Task to carry out: Return every one of the rows below verbatim, with no changes.

Dataset rows:
—————

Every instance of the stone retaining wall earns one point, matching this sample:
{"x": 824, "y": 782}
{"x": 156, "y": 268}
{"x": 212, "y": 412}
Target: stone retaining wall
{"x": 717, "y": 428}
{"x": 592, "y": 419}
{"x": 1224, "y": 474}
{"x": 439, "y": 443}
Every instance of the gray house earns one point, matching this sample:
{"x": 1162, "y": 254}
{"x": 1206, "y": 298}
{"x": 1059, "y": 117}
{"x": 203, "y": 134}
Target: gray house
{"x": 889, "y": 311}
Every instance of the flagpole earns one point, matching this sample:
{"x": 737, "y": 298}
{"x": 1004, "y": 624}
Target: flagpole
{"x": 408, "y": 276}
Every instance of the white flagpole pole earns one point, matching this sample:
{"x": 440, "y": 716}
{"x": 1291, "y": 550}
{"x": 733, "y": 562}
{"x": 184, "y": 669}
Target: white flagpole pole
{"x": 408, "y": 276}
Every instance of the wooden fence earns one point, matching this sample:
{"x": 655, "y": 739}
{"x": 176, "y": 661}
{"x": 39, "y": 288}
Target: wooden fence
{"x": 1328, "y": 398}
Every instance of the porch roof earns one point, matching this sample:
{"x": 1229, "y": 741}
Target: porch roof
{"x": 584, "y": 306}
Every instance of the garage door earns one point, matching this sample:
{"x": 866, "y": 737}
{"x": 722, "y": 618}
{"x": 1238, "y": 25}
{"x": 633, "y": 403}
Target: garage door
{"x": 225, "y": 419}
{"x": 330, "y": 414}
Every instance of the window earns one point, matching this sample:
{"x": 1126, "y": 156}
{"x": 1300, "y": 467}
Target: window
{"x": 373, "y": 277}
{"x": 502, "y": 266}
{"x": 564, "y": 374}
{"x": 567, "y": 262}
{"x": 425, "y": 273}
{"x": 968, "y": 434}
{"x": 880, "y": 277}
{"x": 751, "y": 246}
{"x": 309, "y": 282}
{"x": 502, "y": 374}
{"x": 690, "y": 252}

—————

The solution:
Every instance of the stone retaining wall earns one point, matching this sample:
{"x": 824, "y": 782}
{"x": 156, "y": 268}
{"x": 212, "y": 412}
Target: stone retaining wall
{"x": 717, "y": 428}
{"x": 592, "y": 419}
{"x": 1224, "y": 474}
{"x": 439, "y": 443}
Every instance of the gray house earns one point, matching this sample:
{"x": 1162, "y": 254}
{"x": 1206, "y": 298}
{"x": 1059, "y": 117}
{"x": 203, "y": 134}
Target: gray house
{"x": 889, "y": 311}
Every instance of the flagpole earns one point, matching this sample:
{"x": 737, "y": 298}
{"x": 1004, "y": 624}
Target: flagpole
{"x": 408, "y": 276}
Every instance of the white flagpole pole earns one point, matching this sample:
{"x": 440, "y": 716}
{"x": 1291, "y": 550}
{"x": 733, "y": 562}
{"x": 184, "y": 669}
Target: white flagpole pole
{"x": 408, "y": 276}
Every instance of the wooden fence earns one point, matching this sample:
{"x": 655, "y": 739}
{"x": 176, "y": 661}
{"x": 39, "y": 288}
Target: wooden fence
{"x": 1328, "y": 398}
Every instance of the porch roof earns one point, matching this sample:
{"x": 1229, "y": 741}
Target: porch roof
{"x": 584, "y": 306}
Every instance of the garage door earns one point, matching this sample:
{"x": 866, "y": 737}
{"x": 722, "y": 618}
{"x": 1238, "y": 25}
{"x": 633, "y": 403}
Target: garage door
{"x": 225, "y": 419}
{"x": 330, "y": 414}
Every instance of the window earns one point, matching this sample:
{"x": 1126, "y": 156}
{"x": 1300, "y": 467}
Target: window
{"x": 373, "y": 277}
{"x": 502, "y": 266}
{"x": 564, "y": 374}
{"x": 567, "y": 262}
{"x": 425, "y": 273}
{"x": 968, "y": 434}
{"x": 880, "y": 277}
{"x": 751, "y": 246}
{"x": 309, "y": 282}
{"x": 502, "y": 374}
{"x": 690, "y": 252}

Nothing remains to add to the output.